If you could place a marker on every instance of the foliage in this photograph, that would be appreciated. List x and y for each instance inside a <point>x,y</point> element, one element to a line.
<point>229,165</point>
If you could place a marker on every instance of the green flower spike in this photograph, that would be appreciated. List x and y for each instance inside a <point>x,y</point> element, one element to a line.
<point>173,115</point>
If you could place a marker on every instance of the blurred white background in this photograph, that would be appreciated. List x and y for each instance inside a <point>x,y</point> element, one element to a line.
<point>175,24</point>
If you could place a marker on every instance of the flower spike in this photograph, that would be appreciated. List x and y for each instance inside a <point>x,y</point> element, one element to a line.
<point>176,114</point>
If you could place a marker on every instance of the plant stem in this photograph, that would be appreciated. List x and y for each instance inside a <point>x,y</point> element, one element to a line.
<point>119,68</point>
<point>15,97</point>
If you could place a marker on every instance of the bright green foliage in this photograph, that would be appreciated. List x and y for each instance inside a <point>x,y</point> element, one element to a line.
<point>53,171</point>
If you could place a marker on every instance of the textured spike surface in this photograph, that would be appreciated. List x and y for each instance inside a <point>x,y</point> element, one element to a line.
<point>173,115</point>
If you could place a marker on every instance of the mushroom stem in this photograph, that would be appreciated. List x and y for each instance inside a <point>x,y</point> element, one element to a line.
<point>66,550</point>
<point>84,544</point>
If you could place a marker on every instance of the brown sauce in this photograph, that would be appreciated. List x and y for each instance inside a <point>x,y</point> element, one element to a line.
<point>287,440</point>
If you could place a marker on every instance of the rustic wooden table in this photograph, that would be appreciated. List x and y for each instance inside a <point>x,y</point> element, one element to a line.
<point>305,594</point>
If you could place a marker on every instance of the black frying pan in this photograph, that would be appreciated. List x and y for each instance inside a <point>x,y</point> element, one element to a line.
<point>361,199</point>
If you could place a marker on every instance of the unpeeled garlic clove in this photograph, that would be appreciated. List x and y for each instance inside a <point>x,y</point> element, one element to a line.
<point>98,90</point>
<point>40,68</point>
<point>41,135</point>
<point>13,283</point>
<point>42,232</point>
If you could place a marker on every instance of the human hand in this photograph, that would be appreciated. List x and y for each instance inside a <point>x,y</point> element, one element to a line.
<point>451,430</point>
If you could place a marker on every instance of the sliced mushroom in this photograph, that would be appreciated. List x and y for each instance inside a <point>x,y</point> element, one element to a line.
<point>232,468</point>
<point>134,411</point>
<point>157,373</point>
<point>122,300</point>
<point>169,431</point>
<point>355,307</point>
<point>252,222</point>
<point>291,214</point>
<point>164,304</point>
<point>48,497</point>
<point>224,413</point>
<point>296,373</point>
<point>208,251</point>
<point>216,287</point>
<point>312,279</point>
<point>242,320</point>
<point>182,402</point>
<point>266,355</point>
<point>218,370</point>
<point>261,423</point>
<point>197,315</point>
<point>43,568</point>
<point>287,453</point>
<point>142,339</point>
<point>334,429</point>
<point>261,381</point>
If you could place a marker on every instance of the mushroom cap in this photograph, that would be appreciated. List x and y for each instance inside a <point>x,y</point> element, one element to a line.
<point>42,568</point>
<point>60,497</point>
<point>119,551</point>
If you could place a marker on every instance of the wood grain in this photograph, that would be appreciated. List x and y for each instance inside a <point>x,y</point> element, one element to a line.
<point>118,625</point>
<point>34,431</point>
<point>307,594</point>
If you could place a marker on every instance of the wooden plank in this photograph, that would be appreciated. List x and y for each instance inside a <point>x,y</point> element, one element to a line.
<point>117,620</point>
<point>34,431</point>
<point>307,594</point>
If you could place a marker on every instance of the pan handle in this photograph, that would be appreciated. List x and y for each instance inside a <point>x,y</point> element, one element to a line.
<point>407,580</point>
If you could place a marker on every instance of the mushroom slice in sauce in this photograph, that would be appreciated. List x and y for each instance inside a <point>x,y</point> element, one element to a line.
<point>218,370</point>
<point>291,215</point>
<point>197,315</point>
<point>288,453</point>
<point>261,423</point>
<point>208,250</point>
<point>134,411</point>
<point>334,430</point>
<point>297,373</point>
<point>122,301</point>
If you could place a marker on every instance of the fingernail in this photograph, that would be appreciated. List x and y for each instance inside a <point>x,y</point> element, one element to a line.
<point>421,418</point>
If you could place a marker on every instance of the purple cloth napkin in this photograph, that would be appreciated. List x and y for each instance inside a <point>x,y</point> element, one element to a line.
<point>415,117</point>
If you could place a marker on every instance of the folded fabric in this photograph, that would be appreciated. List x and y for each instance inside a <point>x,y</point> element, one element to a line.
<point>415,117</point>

* What the task requires: Would you give the material above again, complete and exact?

* Task response:
If you could place a marker on every instance of the foliage in this photograph, that would be appreciated. List x and y for each instance inside a <point>x,y</point> element, one element to a line.
<point>229,165</point>
If you could place a marker on every instance of the green flower spike in this photograph, that would be appreciated. List x and y for each instance inside a <point>x,y</point> element, one element to a line.
<point>173,115</point>
If you could place a marker on every instance of the blurred white background in this photograph, that would be appreciated. List x and y for each instance inside a <point>x,y</point> element, one element to a line.
<point>175,24</point>
If you could place a marker on every instance of the flower spike in this photograph, that would be appreciated. List x and y for each instance inside a <point>x,y</point> element, one element to a line.
<point>176,114</point>
If you could place a marker on every instance of the plant stem in this photograph, that would be appreciated. List x and y for each instance inside a <point>x,y</point> element, one element to a line.
<point>119,68</point>
<point>15,97</point>
If you could place a marker on every instance of the bright green foliage in this photograph, that would be appreciated. List x and y for each instance inside a <point>x,y</point> element, one element to a line.
<point>53,171</point>
If you could place a marker on every instance of the textured spike surface in this photograph, that would be appreciated. List x and y for each instance inside a <point>x,y</point> element, one element to a line.
<point>173,115</point>
If you could place a marker on every instance of the mushroom stem in this photograph, that would be appreciated. List x and y for each instance inside a <point>x,y</point> element, one element to a line.
<point>66,550</point>
<point>84,544</point>
If you could place a marker on every instance of the brown sauce in this photograph, that would be appreciated. List x and y for each instance inside a <point>x,y</point> element, one element to a line.
<point>287,440</point>
If you could place a marker on every instance of the rustic wooden table in this photograph, that would be appreciated. List x and y for each instance inside a <point>x,y</point> element, one element to a line.
<point>305,594</point>
If you could place a marker on every instance of the black frying pan in this photograph, that would be appreciated. List x and y for each instance inside a <point>x,y</point> element, one element to a line.
<point>361,199</point>
If you could place a marker on every instance of the unpeeled garlic clove in this photograph, that would be appreciated. List x and y for each instance inside a <point>x,y</point> element, one element to a line.
<point>98,90</point>
<point>40,68</point>
<point>41,135</point>
<point>13,283</point>
<point>42,232</point>
If you could place a marker on every instance of the human hand in this photograph, that would be appreciated. List x and y for each instance inside a <point>x,y</point> element, one element to a line.
<point>451,430</point>
If you could place a marker on every instance of the sliced mushroom in this photograph, that would be appreciated. List x and y for each instance inside a <point>x,y</point> element, one element to a line.
<point>232,468</point>
<point>134,411</point>
<point>157,373</point>
<point>122,300</point>
<point>169,431</point>
<point>355,307</point>
<point>252,222</point>
<point>291,214</point>
<point>164,304</point>
<point>48,497</point>
<point>224,413</point>
<point>296,373</point>
<point>208,251</point>
<point>216,287</point>
<point>312,279</point>
<point>242,320</point>
<point>182,402</point>
<point>266,355</point>
<point>218,370</point>
<point>261,423</point>
<point>197,315</point>
<point>43,568</point>
<point>287,453</point>
<point>142,339</point>
<point>334,429</point>
<point>261,381</point>
If you could place a marker on every instance of the mushroom cap in this photograph, that would be appreciated. List x and y for each instance inside a <point>x,y</point> element, one element to a line.
<point>42,568</point>
<point>60,497</point>
<point>119,551</point>
If you could place a marker on every instance of the wood grain in this photograph, that would be appreciated. List x and y for each instance inside a <point>x,y</point> element, one element to a line.
<point>118,625</point>
<point>34,431</point>
<point>307,594</point>
If you could place a marker on every instance of the wooden plank in this photograph, that would be appreciated. List x and y for each instance inside a <point>x,y</point> element, one element to a line.
<point>117,620</point>
<point>34,431</point>
<point>307,594</point>
If you could place a marker on every instance of the pan handle in this photograph, that would be appreciated. List x and y for each instance inside a <point>x,y</point> element, one element to a line.
<point>407,580</point>
If you could place a marker on every instance of the mushroom slice in sauce in this photograph, that would be appreciated. List x and y for each instance inside a <point>x,y</point> element, one element to a line.
<point>218,370</point>
<point>291,215</point>
<point>197,315</point>
<point>288,453</point>
<point>261,423</point>
<point>208,250</point>
<point>134,411</point>
<point>334,430</point>
<point>297,373</point>
<point>122,301</point>
If you could place a marker on every instance of the fingernail in this photograph, that would be appreciated. List x and y for each instance inside a <point>x,y</point> element, one element to a line.
<point>421,418</point>
If you could place a marker on every instance of the purple cloth napkin in this photograph, that would be appreciated. List x and y for each instance inside a <point>x,y</point> element, one element to a line.
<point>415,117</point>
If you could place a marker on every instance of the folded fabric in this photograph, that would be appreciated. List x and y for each instance inside a <point>x,y</point> element, one element to a line.
<point>415,117</point>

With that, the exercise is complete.